A block of data
● ● ● ●

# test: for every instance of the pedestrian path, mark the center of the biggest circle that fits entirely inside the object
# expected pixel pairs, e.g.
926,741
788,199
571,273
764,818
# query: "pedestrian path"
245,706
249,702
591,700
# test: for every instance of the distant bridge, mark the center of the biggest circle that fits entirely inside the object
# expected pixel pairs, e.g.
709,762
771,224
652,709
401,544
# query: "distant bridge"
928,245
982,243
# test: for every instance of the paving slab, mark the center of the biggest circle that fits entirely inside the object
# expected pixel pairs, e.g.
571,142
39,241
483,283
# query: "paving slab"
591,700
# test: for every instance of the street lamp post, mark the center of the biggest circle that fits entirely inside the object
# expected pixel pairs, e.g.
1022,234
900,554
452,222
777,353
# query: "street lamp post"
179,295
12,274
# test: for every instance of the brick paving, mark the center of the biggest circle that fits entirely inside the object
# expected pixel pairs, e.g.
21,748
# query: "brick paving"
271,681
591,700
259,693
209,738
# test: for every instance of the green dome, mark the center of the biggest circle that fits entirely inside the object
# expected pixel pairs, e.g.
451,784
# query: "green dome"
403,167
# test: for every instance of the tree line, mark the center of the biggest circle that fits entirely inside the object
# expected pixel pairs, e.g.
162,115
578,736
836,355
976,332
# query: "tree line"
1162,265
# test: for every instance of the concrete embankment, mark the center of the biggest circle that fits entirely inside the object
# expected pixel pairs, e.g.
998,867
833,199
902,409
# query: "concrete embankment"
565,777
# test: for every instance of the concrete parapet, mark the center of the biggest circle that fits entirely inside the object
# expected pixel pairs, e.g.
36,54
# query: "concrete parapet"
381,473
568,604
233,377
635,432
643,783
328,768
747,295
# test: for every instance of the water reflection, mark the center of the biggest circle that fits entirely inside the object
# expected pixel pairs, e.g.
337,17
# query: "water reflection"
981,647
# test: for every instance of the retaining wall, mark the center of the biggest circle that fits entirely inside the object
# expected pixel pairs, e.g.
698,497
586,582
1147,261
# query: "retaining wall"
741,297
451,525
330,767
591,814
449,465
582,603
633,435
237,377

● ● ● ●

GIVEN INSTRUCTION — Copy out every line of the entries above without changing anything.

RESPONSE TO THIS TASK —
# test: for every instance of the pedestrian path, mark the center of the biggest circle that fits entirely inside the object
# expected pixel pairs, e.g.
926,741
788,199
571,273
764,818
# query: "pedestrian path"
245,706
249,702
591,700
# test: for every instance of the distant bridge, mark the center of the biggest circle that fits entirely inside the object
# expected pixel pairs, e.g.
709,762
771,224
652,709
401,544
# query: "distant bridge"
928,245
982,243
# test: for every instance of the paving slab, mark the center of the biggest circle that fits entirely inside the object
# expected pixel pairs, e.g.
571,142
39,241
483,283
# query: "paving slab"
591,700
# test: for every instance of the street lamp post, mark the center of the biggest circle that fits entirely inside the object
# expected pixel pairs, e.g.
1022,234
900,554
452,222
777,353
# query: "street lamp post"
179,295
12,274
# test: for every instance of the brick paving, mark the center of the biggest circle that fits entirely inside the object
# expected pixel pairs, e.g.
21,748
# query: "brick paving"
271,681
591,700
259,693
209,738
# test: for every instance of the green dome, mark the center of the biggest circle that fits entirely inside the object
# expected pixel pairs, e.g.
451,784
# query: "green dome"
403,167
# test: for every instance of the tree line, mark the center of the biggest circle that fits entirely inside the object
# expected pixel pairs, e.g.
162,115
578,736
836,355
976,332
# query: "tree line"
1162,265
# test: for every instance of the concrete embankment, mark the center of the biggest circle that fits entirely inside the object
# expected pixel pairs, e.g.
998,867
833,199
902,409
# query: "concrete embankment"
565,777
# test: for every instance of the concrete parapet, mark the center of the biggest circle that fits entirely inside the object
# expected pixel pairs, e.g.
36,54
# query: "concrete parapet"
381,473
568,604
233,377
635,432
643,783
328,768
747,295
# test: for every instance of the water reflection, mark the center of the biggest circle that fits entirely inside the object
# expected pixel pairs, e.g.
337,17
# query: "water reflection"
981,647
# test: for every instance of the retaining wall, mark the center of the biggest circle that fits entirely inside the object
# expected pixel pairs, e.g.
698,497
586,582
1147,261
# query: "retaining wall"
741,297
451,525
330,767
591,814
449,465
582,603
633,435
237,377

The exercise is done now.